*CONSIGNE*.
Écrivez la suite de l'extrait de page sur la tulipe chez les Ottomans, à partir de la fin de sa dernière phrase.

L’an dernier, l’article de Chantal et Jacques Périn du 20 avril 2023, "La Tulipe… une fleur en or et tout un symbole en Turquie ! " nous avait à peu près tout appris sur l’histoire de la tulipe en Turquie. Mais au moment où fleurit à Istanbul le Festival des Tulipes, voilà encore quelques anecdotes au sujet de cette fleur…

Illustration TulipeIllustration Tulipe
Écrit par Gisèle Durero-Köseoglu
Publié le 15 avril 2024, mis à jour le 27 avril 2024

La raison suprême pour laquelle les Ottomans étaient si attachés aux tulipes est sans doute que, dans la tradition ésotérique nommée "Ebced", qui, s’inspirant de la Cabbale juive, attribue aux lettres arabes une valeur numérique, les quatre lettres composant le nom de la tulipe en turc, "lale", ont la même valeur numérique que le nom de Dieu et que celui du croissant de lune symbolisant l’Islam. Mais ils ont aussi aimé la fleur comme ornement. On raconte qu’un jardinier de Mehmet II le Conquérant, sultan qui développa les jardins dans Istanbul, cultivait déjà plusieurs variétés de tulipes.

 

tulipe
Tulipe ottomane / Miniature ottomane 

 

Kaftan décoré de tulipes
Kaftan décoré de tulipes

 

Les collections de kaftans de sultans montrent que Soliman le Magnifique en possédait plusieurs ornés de la fleur et un document conservé dans les archives nous apprend que son fils Selim II écrivit en urgence à Alep pour qu’on lui envoie cinquante-mille bulbes. En 1577, le sultan Murad III commanda en Crimée trois-cent mille oignons et en 1582, le livre "Surname-i Hûmayun" ou "Livre de la Fête de la circoncision impériale" qui décrivait, en cinq-cents miniatures, les cinquante-deux jours de cérémonies que ce sultan avait organisées pour la circoncision de son fils, le futur Mehmed III, représente, sur l’une des images, la parade des jardiniers autour d’une reconstitution de tulipe géante.

*LIGNES FOURNIES*.

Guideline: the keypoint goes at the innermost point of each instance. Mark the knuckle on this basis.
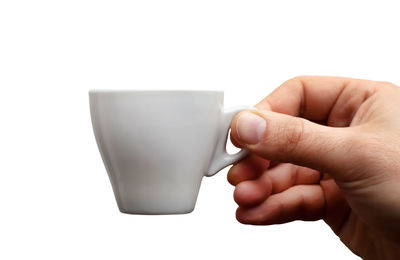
(290, 134)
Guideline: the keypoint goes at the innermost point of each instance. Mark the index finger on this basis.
(333, 100)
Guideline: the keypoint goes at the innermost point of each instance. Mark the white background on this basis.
(56, 201)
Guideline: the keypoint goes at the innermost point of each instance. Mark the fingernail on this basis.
(250, 128)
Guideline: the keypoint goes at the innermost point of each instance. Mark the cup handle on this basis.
(221, 158)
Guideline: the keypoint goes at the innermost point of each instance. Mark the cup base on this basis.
(144, 212)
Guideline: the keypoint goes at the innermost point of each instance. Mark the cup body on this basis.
(156, 145)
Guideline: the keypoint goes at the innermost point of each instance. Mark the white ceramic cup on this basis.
(158, 145)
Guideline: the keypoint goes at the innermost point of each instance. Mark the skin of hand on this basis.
(324, 148)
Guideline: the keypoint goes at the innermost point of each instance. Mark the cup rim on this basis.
(152, 91)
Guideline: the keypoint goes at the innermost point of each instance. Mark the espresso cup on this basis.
(157, 145)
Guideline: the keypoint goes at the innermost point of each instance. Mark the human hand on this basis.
(324, 148)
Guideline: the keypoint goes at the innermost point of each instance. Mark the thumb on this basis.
(285, 138)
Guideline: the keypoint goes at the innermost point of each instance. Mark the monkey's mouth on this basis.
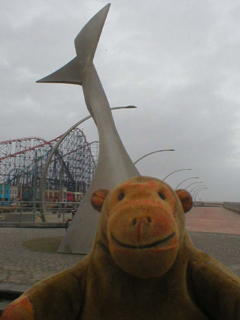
(146, 246)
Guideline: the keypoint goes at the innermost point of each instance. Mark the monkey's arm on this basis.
(215, 288)
(57, 297)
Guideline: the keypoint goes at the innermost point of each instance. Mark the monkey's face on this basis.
(144, 222)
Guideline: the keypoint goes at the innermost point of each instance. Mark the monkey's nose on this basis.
(142, 220)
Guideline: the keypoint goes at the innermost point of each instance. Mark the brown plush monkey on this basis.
(143, 265)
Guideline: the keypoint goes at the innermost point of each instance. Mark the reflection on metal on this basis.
(42, 188)
(185, 180)
(114, 164)
(148, 154)
(193, 184)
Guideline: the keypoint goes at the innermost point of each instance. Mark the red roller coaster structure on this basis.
(22, 160)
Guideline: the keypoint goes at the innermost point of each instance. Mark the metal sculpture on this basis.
(114, 164)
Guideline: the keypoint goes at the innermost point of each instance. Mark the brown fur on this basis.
(143, 265)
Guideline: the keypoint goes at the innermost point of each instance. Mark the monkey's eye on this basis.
(121, 196)
(161, 195)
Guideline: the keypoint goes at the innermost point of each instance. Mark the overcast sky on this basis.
(177, 61)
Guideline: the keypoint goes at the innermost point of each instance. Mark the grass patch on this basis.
(44, 245)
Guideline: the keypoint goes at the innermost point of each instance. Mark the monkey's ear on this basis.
(98, 198)
(185, 198)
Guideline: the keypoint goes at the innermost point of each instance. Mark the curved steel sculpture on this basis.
(42, 188)
(114, 164)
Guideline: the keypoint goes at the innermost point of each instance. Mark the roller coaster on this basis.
(73, 165)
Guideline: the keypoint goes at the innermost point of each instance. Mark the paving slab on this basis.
(215, 231)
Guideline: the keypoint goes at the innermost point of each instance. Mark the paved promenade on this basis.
(213, 230)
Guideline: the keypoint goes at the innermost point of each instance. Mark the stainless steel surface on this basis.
(114, 164)
(148, 154)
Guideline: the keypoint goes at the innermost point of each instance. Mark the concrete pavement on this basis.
(215, 231)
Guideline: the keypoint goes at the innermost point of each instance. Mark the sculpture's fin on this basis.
(85, 45)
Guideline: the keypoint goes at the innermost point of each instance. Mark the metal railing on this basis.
(31, 211)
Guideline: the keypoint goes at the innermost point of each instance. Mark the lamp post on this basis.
(148, 154)
(174, 172)
(186, 180)
(42, 194)
(198, 193)
(202, 185)
(193, 184)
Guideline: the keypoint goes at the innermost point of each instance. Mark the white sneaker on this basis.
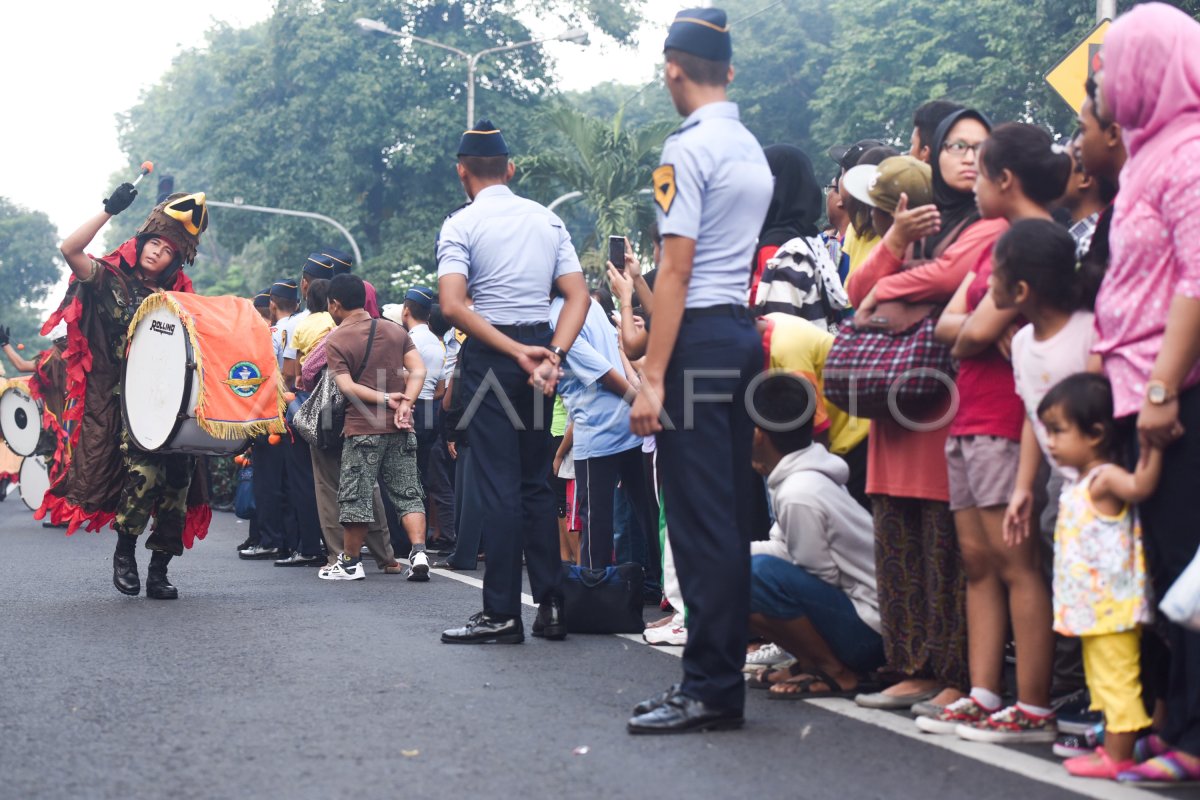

*RÉPONSE*.
 

Les jardiniers avec la tulipe
Les jardiniers avec la tulipe

 

La tulipe ottomane, une variété disparue et recréée

La tulipe ottomane ou Tulipe d’Istanbul, avait la particularité d’être très longue, en forme d’amande, avec des pétales pointus que l’on comparait à des dagues ou à des aiguilles. Les jardiniers impériaux nouaient d’ailleurs parfois les corolles avec un lacet pour qu’elles restent fermées.

 

Tulipe d'Istanbul
Tulipe d'Istanbul

 

C’est cette variété qui est peinte sur les faïences d’Iznik. Les milliers de carreaux de la mosquée de Rüstem Pacha, à Eminönü, comportent 45 représentations différentes d’œillets et 66 de tulipes réelles ou imaginaires.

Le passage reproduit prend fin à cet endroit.